======== DATA UNDER STUDY
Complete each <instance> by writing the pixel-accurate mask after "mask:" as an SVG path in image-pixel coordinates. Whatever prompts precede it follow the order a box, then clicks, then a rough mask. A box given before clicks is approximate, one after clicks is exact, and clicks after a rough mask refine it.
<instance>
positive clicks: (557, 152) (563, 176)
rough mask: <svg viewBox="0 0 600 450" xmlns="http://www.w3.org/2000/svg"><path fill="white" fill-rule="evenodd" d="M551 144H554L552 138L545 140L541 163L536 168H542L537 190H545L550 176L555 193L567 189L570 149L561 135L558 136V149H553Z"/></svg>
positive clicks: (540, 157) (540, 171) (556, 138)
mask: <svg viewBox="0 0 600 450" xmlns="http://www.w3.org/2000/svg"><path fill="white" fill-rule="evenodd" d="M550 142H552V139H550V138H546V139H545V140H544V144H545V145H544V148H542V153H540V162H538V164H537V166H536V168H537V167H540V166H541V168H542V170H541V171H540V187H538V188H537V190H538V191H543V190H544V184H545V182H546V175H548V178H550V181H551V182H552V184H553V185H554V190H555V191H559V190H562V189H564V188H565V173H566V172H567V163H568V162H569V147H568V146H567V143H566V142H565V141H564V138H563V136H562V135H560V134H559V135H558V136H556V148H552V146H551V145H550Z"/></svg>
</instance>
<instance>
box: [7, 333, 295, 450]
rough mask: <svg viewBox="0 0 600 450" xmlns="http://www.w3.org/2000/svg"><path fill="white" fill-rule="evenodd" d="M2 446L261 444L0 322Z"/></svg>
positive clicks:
================
■ ABOUT THIS EXERCISE
The full data, repeated exactly, is the only acceptable output.

■ ANSWER BOX
Complete each <instance> by writing the pixel-accurate mask after "mask:" as an SVG path in image-pixel coordinates. Whatever prompts precede it follow the order a box, then clicks, then a rough mask. A box given before clicks is approximate, one after clicks is exact, and clicks after a rough mask refine it.
<instance>
positive clicks: (557, 152) (563, 176)
rough mask: <svg viewBox="0 0 600 450" xmlns="http://www.w3.org/2000/svg"><path fill="white" fill-rule="evenodd" d="M551 144H554L552 138L545 140L541 163L536 168H542L537 190H545L550 176L555 193L567 189L570 149L561 135L558 136V149H553Z"/></svg>
positive clicks: (540, 157) (540, 171) (556, 138)
mask: <svg viewBox="0 0 600 450" xmlns="http://www.w3.org/2000/svg"><path fill="white" fill-rule="evenodd" d="M550 142H552V139H550V138H546V139H545V140H544V144H545V145H544V148H542V153H540V162H538V164H537V166H536V168H537V167H540V166H541V168H542V170H541V171H540V187H538V188H537V190H538V191H543V190H544V184H545V182H546V175H548V178H550V181H551V182H552V184H553V185H554V190H555V191H559V190H562V189H564V188H565V173H566V172H567V163H568V162H569V147H568V146H567V143H566V142H565V141H564V138H563V136H562V135H560V134H559V135H558V136H556V148H552V146H551V145H550Z"/></svg>
</instance>
<instance>
box: [7, 333, 295, 450]
rough mask: <svg viewBox="0 0 600 450" xmlns="http://www.w3.org/2000/svg"><path fill="white" fill-rule="evenodd" d="M2 446L261 444L0 322Z"/></svg>
positive clicks:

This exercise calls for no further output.